GIVEN INSTRUCTION → Rewrite the part of the records that opens with the line containing "Each instance receives one keypoint. Tag the man in" and closes with the line containing "<point>449,436</point>" as a numbered list, including both of those lines and leaving out any blank lines.

Photo object pointing records →

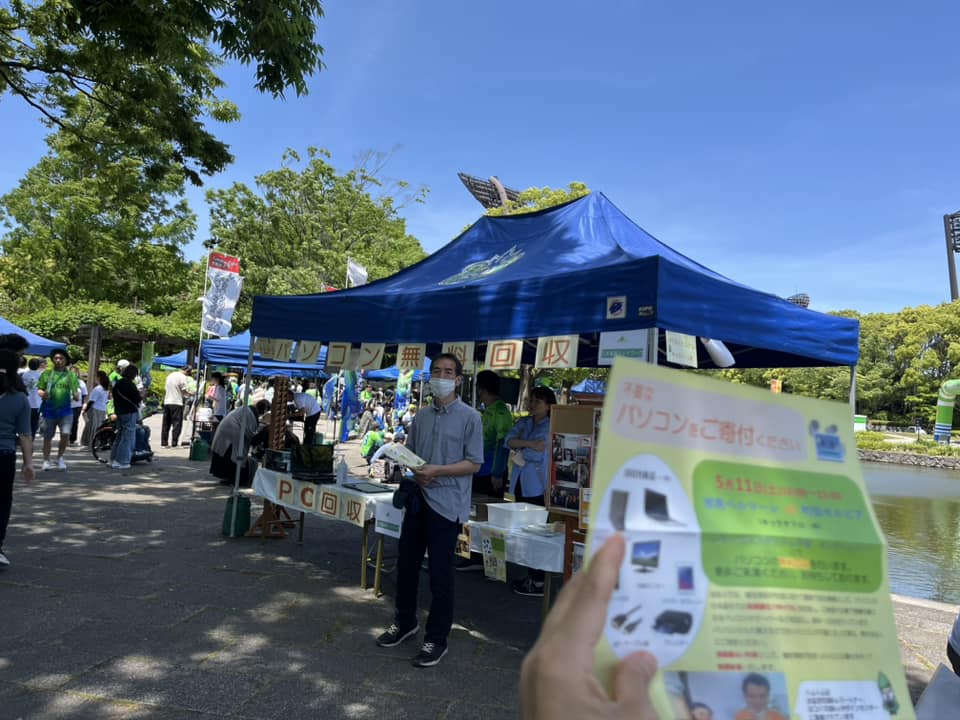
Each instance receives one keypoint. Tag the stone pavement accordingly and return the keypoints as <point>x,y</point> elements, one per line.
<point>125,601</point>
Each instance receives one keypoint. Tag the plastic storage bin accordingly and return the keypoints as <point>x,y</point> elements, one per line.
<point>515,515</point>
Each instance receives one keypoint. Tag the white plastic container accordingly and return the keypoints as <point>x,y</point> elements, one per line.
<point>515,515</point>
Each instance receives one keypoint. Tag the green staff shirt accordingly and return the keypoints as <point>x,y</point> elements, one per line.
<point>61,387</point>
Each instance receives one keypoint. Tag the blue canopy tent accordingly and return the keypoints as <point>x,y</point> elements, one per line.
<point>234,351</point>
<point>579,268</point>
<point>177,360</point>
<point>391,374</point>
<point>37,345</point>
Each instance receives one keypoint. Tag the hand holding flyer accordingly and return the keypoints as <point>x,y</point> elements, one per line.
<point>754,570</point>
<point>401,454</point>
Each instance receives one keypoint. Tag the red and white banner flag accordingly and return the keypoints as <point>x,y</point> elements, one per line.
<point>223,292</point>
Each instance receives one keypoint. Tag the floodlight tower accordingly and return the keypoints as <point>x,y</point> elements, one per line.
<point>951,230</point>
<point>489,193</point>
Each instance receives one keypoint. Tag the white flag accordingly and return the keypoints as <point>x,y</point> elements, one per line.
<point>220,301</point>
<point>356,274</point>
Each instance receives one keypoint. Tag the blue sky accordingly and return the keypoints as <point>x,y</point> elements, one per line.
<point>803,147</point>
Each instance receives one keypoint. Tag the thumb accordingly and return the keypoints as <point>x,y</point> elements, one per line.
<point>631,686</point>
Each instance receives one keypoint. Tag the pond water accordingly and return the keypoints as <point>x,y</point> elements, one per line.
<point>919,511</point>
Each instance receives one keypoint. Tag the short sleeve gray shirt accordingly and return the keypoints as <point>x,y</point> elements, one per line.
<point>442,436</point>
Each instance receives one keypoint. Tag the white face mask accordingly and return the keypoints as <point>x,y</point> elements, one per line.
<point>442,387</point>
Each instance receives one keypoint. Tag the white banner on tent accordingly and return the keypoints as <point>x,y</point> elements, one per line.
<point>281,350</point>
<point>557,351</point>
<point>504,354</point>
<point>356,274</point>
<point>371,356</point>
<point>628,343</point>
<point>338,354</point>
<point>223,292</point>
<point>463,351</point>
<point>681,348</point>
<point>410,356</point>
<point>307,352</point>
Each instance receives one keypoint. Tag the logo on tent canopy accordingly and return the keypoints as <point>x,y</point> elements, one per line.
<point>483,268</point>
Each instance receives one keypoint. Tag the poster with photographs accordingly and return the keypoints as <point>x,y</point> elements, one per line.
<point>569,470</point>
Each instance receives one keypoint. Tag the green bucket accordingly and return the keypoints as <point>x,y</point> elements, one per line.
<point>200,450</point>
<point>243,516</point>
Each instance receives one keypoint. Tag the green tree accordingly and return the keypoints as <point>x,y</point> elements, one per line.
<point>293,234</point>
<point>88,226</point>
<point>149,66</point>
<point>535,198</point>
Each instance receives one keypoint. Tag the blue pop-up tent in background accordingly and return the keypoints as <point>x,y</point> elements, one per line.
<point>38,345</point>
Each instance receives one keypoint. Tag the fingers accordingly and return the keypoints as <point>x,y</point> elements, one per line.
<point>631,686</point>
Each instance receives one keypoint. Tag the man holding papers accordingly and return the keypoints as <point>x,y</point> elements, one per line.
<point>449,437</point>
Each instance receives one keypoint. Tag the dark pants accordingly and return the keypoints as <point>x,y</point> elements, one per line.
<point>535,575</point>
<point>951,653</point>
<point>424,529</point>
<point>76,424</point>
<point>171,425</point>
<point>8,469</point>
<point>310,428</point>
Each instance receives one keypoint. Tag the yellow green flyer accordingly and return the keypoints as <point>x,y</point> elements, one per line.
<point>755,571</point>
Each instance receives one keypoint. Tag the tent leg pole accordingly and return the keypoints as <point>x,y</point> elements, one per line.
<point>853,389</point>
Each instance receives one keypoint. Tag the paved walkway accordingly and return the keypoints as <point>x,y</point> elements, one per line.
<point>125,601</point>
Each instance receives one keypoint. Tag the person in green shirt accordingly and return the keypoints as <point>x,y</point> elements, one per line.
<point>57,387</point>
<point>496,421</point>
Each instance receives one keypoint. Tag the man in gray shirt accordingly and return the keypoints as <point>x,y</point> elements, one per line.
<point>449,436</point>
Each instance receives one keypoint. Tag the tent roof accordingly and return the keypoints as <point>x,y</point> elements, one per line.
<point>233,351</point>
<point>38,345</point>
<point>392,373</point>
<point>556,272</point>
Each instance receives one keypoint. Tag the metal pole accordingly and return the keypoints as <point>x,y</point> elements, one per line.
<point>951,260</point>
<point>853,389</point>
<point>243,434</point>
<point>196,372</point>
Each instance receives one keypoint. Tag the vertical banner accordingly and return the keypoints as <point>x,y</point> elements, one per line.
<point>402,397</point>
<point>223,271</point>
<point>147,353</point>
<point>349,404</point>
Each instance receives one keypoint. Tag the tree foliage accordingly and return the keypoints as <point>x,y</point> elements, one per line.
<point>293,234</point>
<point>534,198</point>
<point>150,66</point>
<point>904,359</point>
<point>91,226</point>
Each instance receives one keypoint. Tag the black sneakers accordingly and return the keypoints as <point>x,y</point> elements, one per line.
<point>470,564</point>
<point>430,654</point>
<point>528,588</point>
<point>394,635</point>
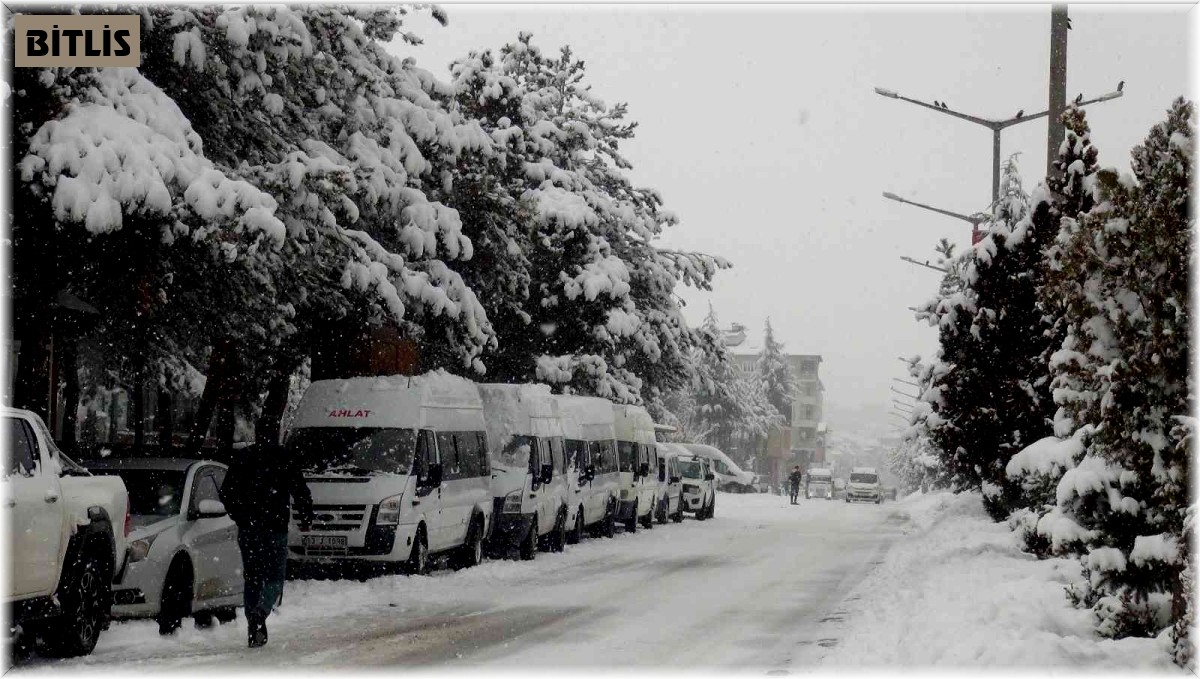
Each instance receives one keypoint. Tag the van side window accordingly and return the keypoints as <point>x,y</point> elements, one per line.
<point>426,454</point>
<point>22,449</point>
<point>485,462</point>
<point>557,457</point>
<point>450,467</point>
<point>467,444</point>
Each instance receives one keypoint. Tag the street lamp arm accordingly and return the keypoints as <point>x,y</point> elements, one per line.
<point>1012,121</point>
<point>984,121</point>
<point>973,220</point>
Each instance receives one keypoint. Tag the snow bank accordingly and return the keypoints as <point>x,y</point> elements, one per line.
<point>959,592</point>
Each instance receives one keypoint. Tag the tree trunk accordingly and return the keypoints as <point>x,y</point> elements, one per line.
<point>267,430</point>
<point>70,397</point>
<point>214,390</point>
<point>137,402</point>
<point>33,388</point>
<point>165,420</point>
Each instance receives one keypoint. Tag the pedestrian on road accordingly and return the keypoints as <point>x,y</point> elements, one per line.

TASK RESPONSE →
1. Each instance receives one keypoint. Tag the man in gray shirt accordingly and return the keypoints as <point>x,y</point> elements, one per line.
2. <point>449,436</point>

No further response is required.